======== Input records ========

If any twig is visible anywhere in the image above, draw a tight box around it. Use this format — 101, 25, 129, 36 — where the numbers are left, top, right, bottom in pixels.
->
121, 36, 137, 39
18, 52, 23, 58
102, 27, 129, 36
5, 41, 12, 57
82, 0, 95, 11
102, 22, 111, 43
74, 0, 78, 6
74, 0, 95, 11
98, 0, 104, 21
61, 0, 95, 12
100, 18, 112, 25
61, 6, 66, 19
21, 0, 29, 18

========

> **Problem description**
Could you copy the listing above word for word?

> **Solved problem**
If any twig is visible anywhere in the image above, draw a tight box around it. Use this format — 101, 25, 129, 36 — where the numbers are left, top, right, bottom in pixels.
->
121, 36, 137, 39
18, 52, 23, 58
102, 27, 129, 36
5, 41, 12, 57
82, 0, 95, 11
102, 22, 111, 43
74, 0, 78, 6
74, 0, 95, 11
98, 0, 104, 21
61, 0, 95, 12
100, 18, 112, 25
61, 6, 66, 19
21, 0, 29, 18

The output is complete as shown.